### WHAT NEEDS TO BE DONE:
Convert only the lines of the items below, from the line with "Outline each green leaf. Expected output per box: 6,225,55,267" up to and including the line with "0,27,184,267", into a Markdown table. Give it the columns Row and Line, number each row, and leave out any blank lines.

· · · · · · ·

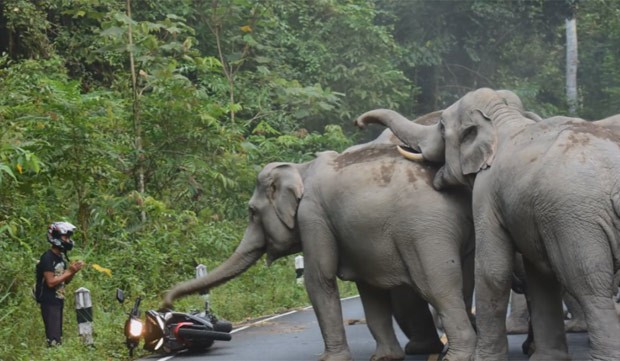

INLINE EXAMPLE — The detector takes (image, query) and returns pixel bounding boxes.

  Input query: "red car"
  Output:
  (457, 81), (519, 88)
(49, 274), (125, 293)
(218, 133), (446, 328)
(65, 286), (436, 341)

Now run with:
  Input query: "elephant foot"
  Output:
(370, 344), (405, 361)
(405, 337), (445, 355)
(441, 348), (474, 361)
(521, 335), (536, 357)
(370, 353), (405, 361)
(506, 317), (529, 335)
(319, 349), (353, 361)
(530, 350), (571, 361)
(564, 318), (588, 333)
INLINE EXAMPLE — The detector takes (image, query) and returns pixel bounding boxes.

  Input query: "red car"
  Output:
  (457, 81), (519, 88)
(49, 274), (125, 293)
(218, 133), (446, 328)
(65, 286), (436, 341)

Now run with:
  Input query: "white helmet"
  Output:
(47, 222), (77, 251)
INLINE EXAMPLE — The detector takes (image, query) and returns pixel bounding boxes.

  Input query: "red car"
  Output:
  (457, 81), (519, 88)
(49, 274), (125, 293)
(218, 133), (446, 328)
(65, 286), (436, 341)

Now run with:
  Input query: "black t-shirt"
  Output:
(35, 249), (67, 305)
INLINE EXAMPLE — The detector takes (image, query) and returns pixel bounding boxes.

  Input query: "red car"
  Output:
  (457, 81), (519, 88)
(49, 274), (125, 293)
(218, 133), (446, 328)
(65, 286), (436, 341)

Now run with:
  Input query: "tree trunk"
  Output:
(127, 0), (146, 222)
(565, 13), (579, 115)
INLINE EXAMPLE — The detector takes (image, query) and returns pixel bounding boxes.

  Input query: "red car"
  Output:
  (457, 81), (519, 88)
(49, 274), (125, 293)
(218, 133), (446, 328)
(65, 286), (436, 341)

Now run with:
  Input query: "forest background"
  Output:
(0, 0), (620, 361)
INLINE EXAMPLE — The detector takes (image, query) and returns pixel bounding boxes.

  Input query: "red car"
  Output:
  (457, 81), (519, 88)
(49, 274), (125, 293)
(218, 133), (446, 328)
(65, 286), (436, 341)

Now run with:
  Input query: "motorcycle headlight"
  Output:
(129, 318), (143, 338)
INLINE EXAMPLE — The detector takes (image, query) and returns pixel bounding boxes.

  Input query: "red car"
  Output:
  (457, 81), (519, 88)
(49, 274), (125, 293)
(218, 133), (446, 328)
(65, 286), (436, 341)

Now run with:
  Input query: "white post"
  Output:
(196, 264), (209, 312)
(75, 287), (94, 346)
(295, 256), (304, 285)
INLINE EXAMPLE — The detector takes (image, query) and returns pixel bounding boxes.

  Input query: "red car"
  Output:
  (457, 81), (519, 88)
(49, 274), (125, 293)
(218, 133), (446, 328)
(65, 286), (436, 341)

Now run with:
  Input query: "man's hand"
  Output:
(69, 261), (84, 273)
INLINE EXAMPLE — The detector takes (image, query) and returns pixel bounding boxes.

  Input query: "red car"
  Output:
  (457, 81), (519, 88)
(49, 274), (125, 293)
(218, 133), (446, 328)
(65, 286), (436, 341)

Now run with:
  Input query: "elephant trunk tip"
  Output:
(353, 109), (388, 129)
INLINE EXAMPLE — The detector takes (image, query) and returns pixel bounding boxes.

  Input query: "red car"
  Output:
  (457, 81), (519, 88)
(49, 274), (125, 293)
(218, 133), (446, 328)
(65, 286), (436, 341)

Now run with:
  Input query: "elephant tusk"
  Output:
(396, 145), (424, 162)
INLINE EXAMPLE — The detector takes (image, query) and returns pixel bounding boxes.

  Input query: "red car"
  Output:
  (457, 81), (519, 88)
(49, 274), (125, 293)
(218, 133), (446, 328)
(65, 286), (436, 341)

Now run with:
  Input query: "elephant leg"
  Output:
(523, 258), (570, 361)
(390, 286), (444, 355)
(299, 221), (353, 361)
(356, 281), (405, 361)
(461, 239), (476, 329)
(410, 249), (476, 361)
(474, 208), (514, 361)
(562, 292), (588, 332)
(506, 291), (530, 334)
(558, 226), (620, 361)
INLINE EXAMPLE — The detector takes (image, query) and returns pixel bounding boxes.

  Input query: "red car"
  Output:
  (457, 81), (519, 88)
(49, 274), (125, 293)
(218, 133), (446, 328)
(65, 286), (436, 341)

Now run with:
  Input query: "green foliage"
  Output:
(0, 0), (620, 360)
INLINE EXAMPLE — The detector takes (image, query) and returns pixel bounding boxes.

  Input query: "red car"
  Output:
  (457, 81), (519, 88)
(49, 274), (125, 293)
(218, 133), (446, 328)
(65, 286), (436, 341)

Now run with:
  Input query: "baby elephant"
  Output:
(165, 133), (475, 361)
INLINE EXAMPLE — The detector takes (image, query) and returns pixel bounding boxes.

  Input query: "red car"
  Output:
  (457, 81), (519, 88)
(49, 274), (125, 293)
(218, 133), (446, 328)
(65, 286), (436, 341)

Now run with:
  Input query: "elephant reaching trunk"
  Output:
(357, 88), (620, 361)
(165, 133), (476, 361)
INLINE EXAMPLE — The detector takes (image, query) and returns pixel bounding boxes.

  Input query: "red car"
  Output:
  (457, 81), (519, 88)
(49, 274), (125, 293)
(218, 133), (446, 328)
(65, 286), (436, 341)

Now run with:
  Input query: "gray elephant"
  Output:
(357, 89), (620, 361)
(164, 133), (475, 360)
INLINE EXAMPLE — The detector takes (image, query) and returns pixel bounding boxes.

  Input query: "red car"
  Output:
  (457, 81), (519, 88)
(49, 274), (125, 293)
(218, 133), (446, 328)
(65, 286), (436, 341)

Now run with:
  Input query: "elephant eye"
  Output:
(461, 126), (478, 143)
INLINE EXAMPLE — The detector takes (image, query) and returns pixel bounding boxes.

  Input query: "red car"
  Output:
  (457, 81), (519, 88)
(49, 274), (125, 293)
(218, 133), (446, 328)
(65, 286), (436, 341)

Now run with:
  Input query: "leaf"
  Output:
(91, 263), (112, 277)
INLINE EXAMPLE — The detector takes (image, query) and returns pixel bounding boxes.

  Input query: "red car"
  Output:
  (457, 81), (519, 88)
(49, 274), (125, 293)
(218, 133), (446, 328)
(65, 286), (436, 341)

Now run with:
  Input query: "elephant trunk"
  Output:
(163, 231), (265, 308)
(355, 109), (445, 163)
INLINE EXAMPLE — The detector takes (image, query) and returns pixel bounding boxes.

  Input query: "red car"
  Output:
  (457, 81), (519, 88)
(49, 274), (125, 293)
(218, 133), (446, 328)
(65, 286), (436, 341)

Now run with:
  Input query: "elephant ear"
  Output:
(268, 164), (304, 229)
(459, 109), (497, 175)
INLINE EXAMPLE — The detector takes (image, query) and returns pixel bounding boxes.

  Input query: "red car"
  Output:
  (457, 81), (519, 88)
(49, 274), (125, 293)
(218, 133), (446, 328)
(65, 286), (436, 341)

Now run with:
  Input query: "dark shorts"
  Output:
(41, 303), (64, 346)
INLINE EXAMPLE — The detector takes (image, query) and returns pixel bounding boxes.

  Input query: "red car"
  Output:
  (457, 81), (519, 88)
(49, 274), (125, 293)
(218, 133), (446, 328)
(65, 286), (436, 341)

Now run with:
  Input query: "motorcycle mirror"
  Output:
(116, 288), (125, 303)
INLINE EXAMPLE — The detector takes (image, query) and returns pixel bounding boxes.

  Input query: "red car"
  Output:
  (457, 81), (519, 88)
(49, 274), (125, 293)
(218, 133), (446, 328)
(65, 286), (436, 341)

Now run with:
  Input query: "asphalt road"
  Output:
(142, 297), (588, 361)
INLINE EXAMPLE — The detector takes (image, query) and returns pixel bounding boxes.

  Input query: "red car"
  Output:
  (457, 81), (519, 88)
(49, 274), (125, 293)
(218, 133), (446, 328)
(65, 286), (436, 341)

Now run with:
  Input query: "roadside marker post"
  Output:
(75, 287), (95, 346)
(196, 263), (209, 312)
(295, 255), (304, 285)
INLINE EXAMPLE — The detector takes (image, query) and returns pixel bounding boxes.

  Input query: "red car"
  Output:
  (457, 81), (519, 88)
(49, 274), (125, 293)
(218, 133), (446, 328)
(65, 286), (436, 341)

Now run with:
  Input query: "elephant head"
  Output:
(355, 88), (541, 189)
(164, 163), (304, 307)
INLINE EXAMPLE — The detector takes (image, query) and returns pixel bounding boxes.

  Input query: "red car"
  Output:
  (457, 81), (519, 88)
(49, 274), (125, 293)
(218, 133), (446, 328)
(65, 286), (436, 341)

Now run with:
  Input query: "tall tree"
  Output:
(565, 0), (579, 115)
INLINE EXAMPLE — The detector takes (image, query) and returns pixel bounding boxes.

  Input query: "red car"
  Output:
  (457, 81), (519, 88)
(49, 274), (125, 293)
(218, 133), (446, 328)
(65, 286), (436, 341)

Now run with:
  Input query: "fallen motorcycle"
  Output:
(116, 289), (232, 356)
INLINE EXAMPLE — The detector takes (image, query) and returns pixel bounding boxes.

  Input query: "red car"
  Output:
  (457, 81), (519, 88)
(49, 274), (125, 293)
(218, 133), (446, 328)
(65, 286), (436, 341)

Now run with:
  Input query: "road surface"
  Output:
(142, 297), (588, 361)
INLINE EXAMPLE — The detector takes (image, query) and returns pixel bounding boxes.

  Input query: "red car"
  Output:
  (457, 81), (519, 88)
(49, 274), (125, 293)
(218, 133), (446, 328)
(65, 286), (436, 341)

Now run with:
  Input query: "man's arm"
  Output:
(43, 261), (84, 288)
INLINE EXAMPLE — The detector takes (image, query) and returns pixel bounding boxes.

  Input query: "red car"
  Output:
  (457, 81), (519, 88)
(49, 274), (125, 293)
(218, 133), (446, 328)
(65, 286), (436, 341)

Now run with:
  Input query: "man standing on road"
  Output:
(35, 222), (84, 347)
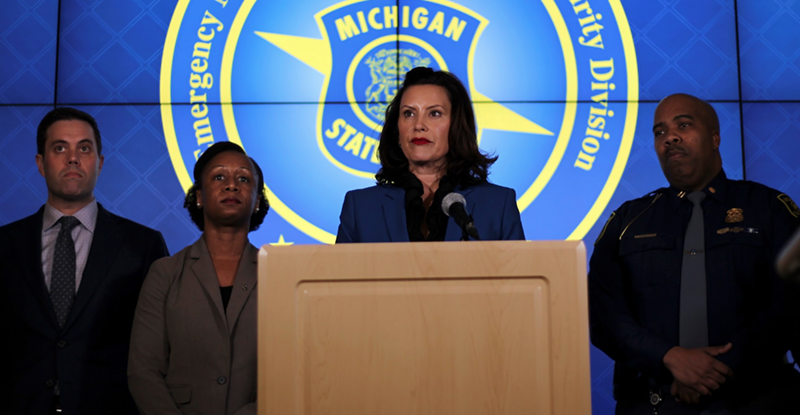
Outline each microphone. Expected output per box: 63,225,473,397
442,192,481,241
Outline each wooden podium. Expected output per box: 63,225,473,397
258,241,591,415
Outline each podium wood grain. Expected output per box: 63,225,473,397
258,241,591,415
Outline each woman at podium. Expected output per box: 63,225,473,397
336,67,525,243
128,142,269,415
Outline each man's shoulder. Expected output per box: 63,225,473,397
615,187,669,214
728,180,783,197
0,209,42,235
728,180,800,219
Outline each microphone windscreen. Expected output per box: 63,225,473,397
442,192,467,216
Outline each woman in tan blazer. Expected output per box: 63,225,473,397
128,142,269,415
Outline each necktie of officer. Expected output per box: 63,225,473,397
50,216,81,327
679,192,708,348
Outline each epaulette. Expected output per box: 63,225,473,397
594,187,669,245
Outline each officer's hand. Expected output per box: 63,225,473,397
670,380,702,405
663,343,733,395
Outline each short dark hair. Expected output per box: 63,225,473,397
375,67,497,186
36,107,103,155
183,141,269,232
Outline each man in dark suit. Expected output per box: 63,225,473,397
589,94,800,414
0,108,168,415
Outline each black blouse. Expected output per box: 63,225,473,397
395,172,455,242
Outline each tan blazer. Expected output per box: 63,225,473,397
128,238,258,415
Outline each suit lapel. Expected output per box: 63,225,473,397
382,186,408,242
64,203,123,331
226,243,258,332
189,237,228,333
16,206,58,329
444,186,475,241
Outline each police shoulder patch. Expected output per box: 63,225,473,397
778,193,800,218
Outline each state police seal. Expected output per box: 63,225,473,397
161,0,638,244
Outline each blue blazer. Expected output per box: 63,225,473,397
336,183,525,243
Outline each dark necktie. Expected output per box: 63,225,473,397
50,216,81,327
679,192,708,348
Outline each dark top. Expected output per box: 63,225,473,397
395,172,454,242
0,204,168,415
589,172,800,399
219,285,233,311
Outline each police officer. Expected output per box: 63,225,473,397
589,94,800,414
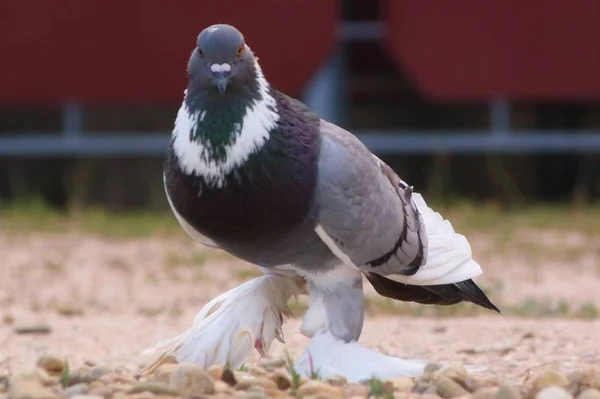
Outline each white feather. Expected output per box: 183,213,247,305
294,330,486,382
385,193,483,285
143,274,299,369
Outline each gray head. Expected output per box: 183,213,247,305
188,24,256,95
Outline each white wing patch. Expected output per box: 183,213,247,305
172,48,279,187
385,193,483,285
315,224,358,269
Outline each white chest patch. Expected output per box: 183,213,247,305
173,59,279,187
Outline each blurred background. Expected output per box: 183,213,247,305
0,0,600,211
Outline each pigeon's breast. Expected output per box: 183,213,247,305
165,139,321,266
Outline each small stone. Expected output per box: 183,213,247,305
433,362,468,385
535,385,573,399
242,386,267,399
271,370,292,391
298,380,344,399
221,369,237,387
577,389,600,399
54,299,84,317
206,364,223,381
412,381,437,394
65,383,90,396
8,378,57,399
435,376,469,399
235,377,279,391
496,384,522,399
15,324,52,334
88,384,112,398
2,313,15,325
107,382,131,392
215,381,235,394
465,375,500,392
325,375,348,387
127,382,178,395
152,363,177,384
258,359,285,371
342,382,369,398
36,354,65,375
473,387,500,399
421,362,443,382
391,377,415,392
250,367,269,377
90,364,114,380
567,367,600,396
169,362,215,396
527,370,569,398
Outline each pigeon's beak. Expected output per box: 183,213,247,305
210,62,231,94
213,72,229,94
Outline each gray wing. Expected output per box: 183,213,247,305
317,121,427,275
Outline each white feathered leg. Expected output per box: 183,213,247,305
294,330,486,382
143,274,300,368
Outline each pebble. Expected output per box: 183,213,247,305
8,378,57,399
527,370,569,398
35,354,65,375
127,382,178,395
432,362,468,386
152,363,177,384
567,367,600,396
391,377,415,392
465,375,500,392
169,363,215,396
15,324,52,334
577,388,600,399
298,380,344,399
325,375,348,387
535,385,573,399
65,383,90,397
221,369,237,387
271,370,292,391
206,364,223,381
496,384,522,399
90,364,114,380
258,359,285,371
435,376,469,399
342,382,369,398
421,362,443,381
473,387,500,399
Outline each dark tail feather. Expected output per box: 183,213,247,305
365,272,500,313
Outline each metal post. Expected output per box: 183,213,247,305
302,43,347,125
490,98,510,138
62,101,83,140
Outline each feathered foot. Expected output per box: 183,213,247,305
294,330,485,382
143,274,303,372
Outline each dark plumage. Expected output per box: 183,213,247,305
164,25,498,354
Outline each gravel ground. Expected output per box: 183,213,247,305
0,231,600,399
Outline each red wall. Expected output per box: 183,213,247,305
0,0,339,104
383,0,600,100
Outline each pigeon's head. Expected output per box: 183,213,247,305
188,24,256,95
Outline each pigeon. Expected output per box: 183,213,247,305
150,24,500,378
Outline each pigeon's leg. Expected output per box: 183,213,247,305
301,265,364,342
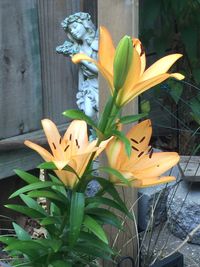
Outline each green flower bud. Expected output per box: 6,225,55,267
113,35,133,91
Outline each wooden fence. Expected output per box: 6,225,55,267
0,0,97,179
0,0,138,267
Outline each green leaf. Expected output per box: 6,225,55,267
28,190,68,204
0,236,17,245
38,162,80,180
112,130,132,158
5,204,44,219
40,216,58,226
62,109,97,128
4,240,48,258
113,35,133,91
49,174,67,197
48,260,72,267
12,222,31,240
99,167,130,186
86,208,123,230
14,170,39,184
36,239,62,253
74,243,111,260
119,113,148,124
69,192,85,246
86,196,127,216
83,215,108,244
9,181,60,198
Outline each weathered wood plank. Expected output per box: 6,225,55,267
0,124,68,152
38,0,80,123
0,0,42,139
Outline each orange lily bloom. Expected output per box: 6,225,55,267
106,120,179,187
25,119,110,188
72,27,184,106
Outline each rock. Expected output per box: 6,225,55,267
167,181,200,245
138,166,180,231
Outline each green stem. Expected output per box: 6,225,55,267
75,91,120,192
59,211,69,236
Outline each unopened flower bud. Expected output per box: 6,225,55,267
114,35,133,91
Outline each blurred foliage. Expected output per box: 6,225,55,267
139,0,200,154
140,0,200,85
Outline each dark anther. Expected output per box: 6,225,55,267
64,145,69,151
138,151,144,158
149,148,153,159
140,136,146,143
131,146,139,151
131,138,139,144
52,143,56,149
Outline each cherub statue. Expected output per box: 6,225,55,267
56,12,99,119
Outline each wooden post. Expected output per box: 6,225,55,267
98,0,138,267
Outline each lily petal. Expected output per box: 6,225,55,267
132,176,176,188
141,54,182,81
117,73,184,106
24,140,53,161
129,152,180,178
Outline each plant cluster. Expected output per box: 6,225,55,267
0,27,184,267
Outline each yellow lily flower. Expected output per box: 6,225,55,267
106,120,179,187
24,119,110,188
72,27,184,106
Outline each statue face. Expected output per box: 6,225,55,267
68,21,86,40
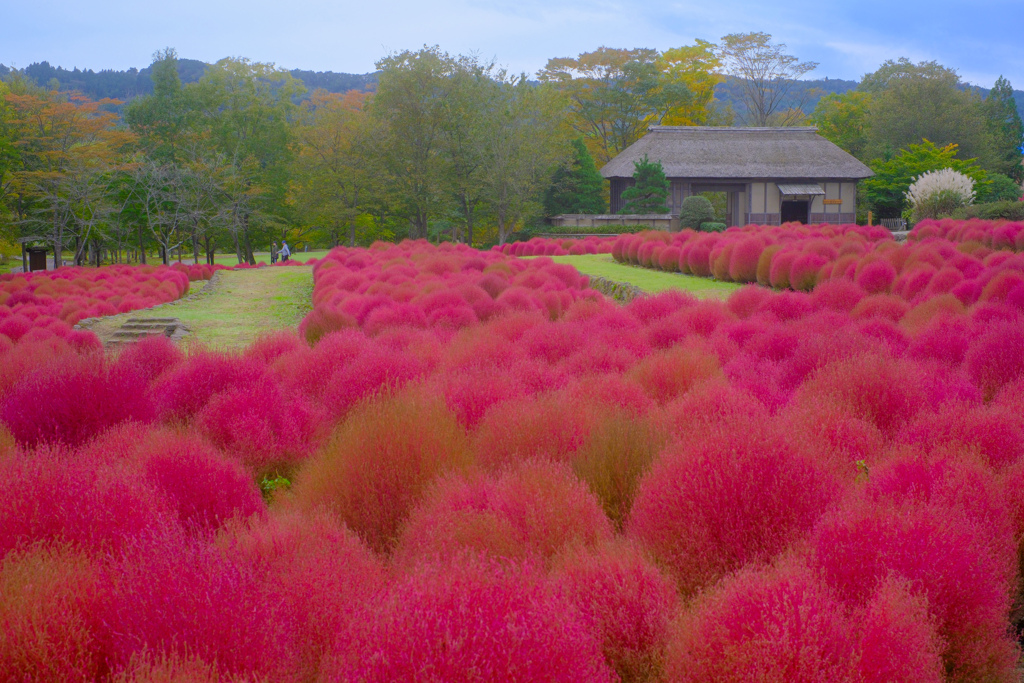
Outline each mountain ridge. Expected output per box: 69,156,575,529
0,58,1024,115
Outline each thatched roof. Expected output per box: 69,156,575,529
601,126,873,180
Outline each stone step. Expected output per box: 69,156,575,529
121,323,179,330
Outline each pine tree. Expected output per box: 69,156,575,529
984,76,1024,181
618,155,669,214
544,138,607,216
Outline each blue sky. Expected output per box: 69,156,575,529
0,0,1024,89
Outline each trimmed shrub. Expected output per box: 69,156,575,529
218,510,385,680
0,355,154,446
666,567,859,683
679,195,715,230
0,546,104,681
323,558,615,683
554,541,679,681
628,418,839,594
294,391,472,551
395,461,611,565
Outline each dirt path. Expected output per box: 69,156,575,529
89,266,313,349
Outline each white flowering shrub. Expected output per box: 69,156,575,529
906,168,975,222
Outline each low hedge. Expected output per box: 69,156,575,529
950,202,1024,221
700,222,726,232
532,223,657,236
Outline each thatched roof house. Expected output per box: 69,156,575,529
601,126,872,225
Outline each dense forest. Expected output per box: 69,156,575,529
0,58,377,101
0,58,1024,116
0,33,1024,270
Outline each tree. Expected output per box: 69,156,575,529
906,168,976,222
483,74,568,244
679,195,715,230
978,173,1024,203
982,76,1024,182
185,58,303,264
858,58,992,168
656,39,723,126
718,33,818,126
811,90,871,161
293,90,374,247
442,56,497,245
6,88,134,267
544,137,607,216
539,47,692,165
618,155,669,214
124,47,196,161
863,140,986,218
371,46,460,238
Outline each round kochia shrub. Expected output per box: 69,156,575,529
217,509,385,680
666,567,859,683
0,354,154,446
628,418,839,593
98,529,301,681
0,546,103,681
294,390,472,551
0,449,173,555
321,557,615,683
679,195,715,230
555,541,679,681
810,502,1018,682
395,461,611,565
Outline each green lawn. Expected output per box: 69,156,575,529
209,250,328,265
91,266,313,349
523,254,742,299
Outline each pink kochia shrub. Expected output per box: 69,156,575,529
494,236,615,256
0,265,201,341
322,556,615,683
907,218,1024,251
396,461,611,564
0,240,1024,682
629,420,839,593
611,221,1024,307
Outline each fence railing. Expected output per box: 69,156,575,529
879,218,906,232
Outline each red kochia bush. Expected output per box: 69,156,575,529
666,567,859,683
0,449,171,555
965,323,1024,399
322,558,615,683
136,431,264,529
555,542,679,681
0,355,154,446
152,352,265,421
811,504,1018,681
395,461,611,564
196,378,321,475
854,580,944,683
474,391,602,470
0,546,103,681
218,510,385,680
101,531,301,681
628,419,839,593
295,391,471,551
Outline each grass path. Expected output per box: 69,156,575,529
525,254,742,299
90,266,313,349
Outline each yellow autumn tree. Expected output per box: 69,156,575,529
657,38,724,126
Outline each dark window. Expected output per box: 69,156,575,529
782,201,811,223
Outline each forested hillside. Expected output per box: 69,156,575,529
0,59,377,100
0,59,1024,119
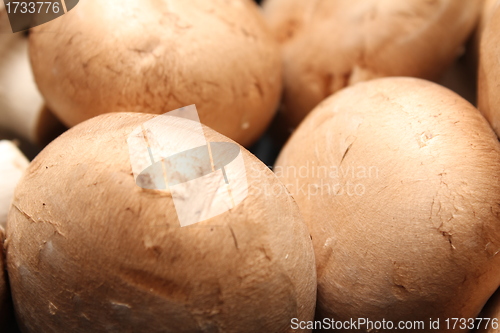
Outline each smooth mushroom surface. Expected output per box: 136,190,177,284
263,0,481,127
30,0,282,146
274,78,500,332
6,113,316,333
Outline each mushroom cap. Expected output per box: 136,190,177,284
7,113,316,333
30,0,282,146
275,78,500,326
264,0,481,126
477,3,500,136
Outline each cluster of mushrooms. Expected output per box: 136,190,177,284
0,0,500,333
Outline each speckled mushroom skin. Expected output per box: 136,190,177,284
474,290,500,333
30,0,282,146
7,113,316,333
263,0,482,126
275,78,500,332
477,3,500,135
0,226,10,327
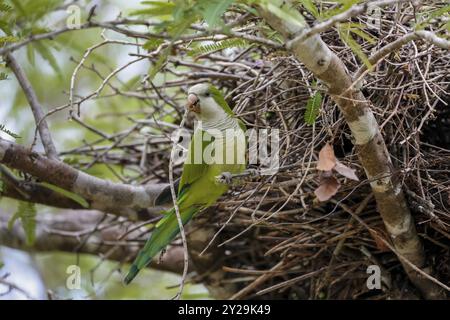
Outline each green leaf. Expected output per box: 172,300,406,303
142,38,164,51
198,0,234,29
0,124,20,139
8,201,36,245
305,91,322,126
188,38,250,56
40,182,89,208
27,43,36,67
130,1,175,17
0,36,19,45
0,1,12,12
34,42,62,77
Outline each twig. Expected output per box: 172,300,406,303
169,110,189,300
6,53,58,159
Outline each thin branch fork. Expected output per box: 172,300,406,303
6,53,58,159
0,138,170,219
0,210,184,274
258,1,442,299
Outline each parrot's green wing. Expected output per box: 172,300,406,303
124,207,198,284
178,129,214,196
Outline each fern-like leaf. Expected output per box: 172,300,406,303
305,91,322,126
189,38,249,56
0,124,20,139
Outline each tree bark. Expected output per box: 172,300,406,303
258,0,442,299
0,210,184,274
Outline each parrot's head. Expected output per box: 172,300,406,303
186,83,233,121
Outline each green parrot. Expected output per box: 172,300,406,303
124,83,246,284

· · · · · · ·

### REPLY TO THE TASK:
| Row | Line |
|---|---|
| 1 | Outline each green leaf. Expected output per box: 6,225,55,267 |
| 2 | 28,190,68,204 |
| 3 | 0,236,17,245 |
| 4 | 38,162,80,180 |
| 5 | 112,130,132,158 |
| 6 | 5,204,44,219 |
| 7 | 40,216,58,226 |
| 8 | 62,109,97,128 |
| 9 | 4,240,48,258 |
| 10 | 113,35,133,91 |
| 11 | 49,174,67,197 |
| 12 | 48,260,72,267 |
| 13 | 12,222,31,240 |
| 14 | 99,167,130,186 |
| 15 | 86,208,123,230 |
| 16 | 14,170,39,184 |
| 17 | 36,239,62,253 |
| 18 | 74,243,111,260 |
| 19 | 119,113,148,124 |
| 20 | 69,192,85,246 |
| 21 | 86,196,127,216 |
| 22 | 83,215,108,244 |
| 23 | 9,181,60,198 |
| 24 | Outline each weathered wood plank. Expected output per box: 6,225,55,267 |
| 25 | 0,124,68,152 |
| 26 | 38,0,80,123 |
| 27 | 0,0,42,139 |
| 28 | Outline each orange lily bloom. Expected output per box: 6,225,55,267 |
| 29 | 106,120,179,187 |
| 30 | 25,119,110,188 |
| 31 | 72,27,184,106 |
| 32 | Outline each rock. Expected output per box: 6,225,55,267 |
| 33 | 167,181,200,245 |
| 34 | 138,166,180,231 |
| 35 | Outline each green stem. Expected output per box: 6,225,55,267 |
| 36 | 75,91,120,192 |
| 37 | 59,211,69,236 |
| 38 | Outline each unopened flower bud. Expected output per box: 6,225,55,267 |
| 39 | 114,35,133,91 |
| 40 | Outline each blurred foliage. Expected output per box: 6,225,55,267 |
| 41 | 139,0,200,154 |
| 42 | 140,0,200,85 |
| 43 | Outline each dark anther. Expected output per box: 6,225,55,267 |
| 44 | 64,145,69,151 |
| 45 | 138,151,144,158 |
| 46 | 149,148,153,159 |
| 47 | 140,136,146,143 |
| 48 | 131,146,139,151 |
| 49 | 131,138,139,144 |
| 50 | 52,143,56,149 |
| 51 | Outline each cherub statue. Expected output per box: 6,225,55,267 |
| 52 | 56,12,99,119 |
| 53 | Outline each wooden post. Expected output per box: 6,225,55,267 |
| 54 | 98,0,138,267 |
| 55 | Outline each lily petal. Expected output per box: 6,225,55,267 |
| 56 | 132,176,176,188 |
| 57 | 141,54,182,81 |
| 58 | 117,73,184,106 |
| 59 | 24,140,53,161 |
| 60 | 129,152,180,178 |
| 61 | Outline each plant cluster. Expected output per box: 6,225,55,267 |
| 62 | 0,27,184,267 |